» What you have to do: Copying nothing before it, reproduce the line that holds "for woman's ear." and every line after it in the data, exactly.

· · · · · · ·

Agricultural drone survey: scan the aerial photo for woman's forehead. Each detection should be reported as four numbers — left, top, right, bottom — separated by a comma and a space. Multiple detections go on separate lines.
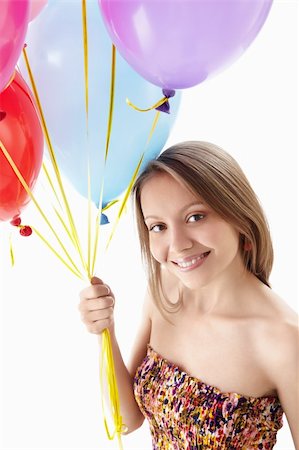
140, 172, 206, 213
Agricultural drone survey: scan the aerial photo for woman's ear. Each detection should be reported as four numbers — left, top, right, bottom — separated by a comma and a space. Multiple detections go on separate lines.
243, 240, 252, 251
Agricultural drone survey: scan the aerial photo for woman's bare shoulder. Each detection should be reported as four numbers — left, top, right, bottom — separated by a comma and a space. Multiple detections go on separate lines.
261, 288, 298, 327
260, 294, 298, 400
254, 288, 298, 375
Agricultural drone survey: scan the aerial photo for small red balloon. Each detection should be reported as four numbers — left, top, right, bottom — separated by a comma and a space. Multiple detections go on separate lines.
0, 71, 43, 221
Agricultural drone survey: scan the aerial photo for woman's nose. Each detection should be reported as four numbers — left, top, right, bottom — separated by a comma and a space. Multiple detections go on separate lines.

· · · · · · ·

» Expected answer:
Agricultural drone survey: scan the aerial photo for woman's ear. Each detection should be reported as four numbers — left, top, right, bottom — separated by a comma and a space. Multiple detections go on separate lines.
243, 240, 252, 251
Agricultural drone survey: scan the aerial photo for woman's bare shoulder. Each detection should be reported as four numbers — left, top, right, bottom — separated by a comma and a space. Multiple detections go on separate lines.
261, 288, 298, 327
260, 294, 298, 400
254, 288, 298, 375
Agricultural drone survey: scan the aerial photo for small red balloon. Each detection should be reported as four numbers — left, top, right, bottom — separated by a comma and a space. Multiple detections go on separate lines.
0, 71, 43, 221
Agricultural drone survey: scan the aerial photo for woman's nose. Each detection should be reported as four numbers — left, top, right, bottom — separated by a comma and a space. Multiple detections go on separate lines.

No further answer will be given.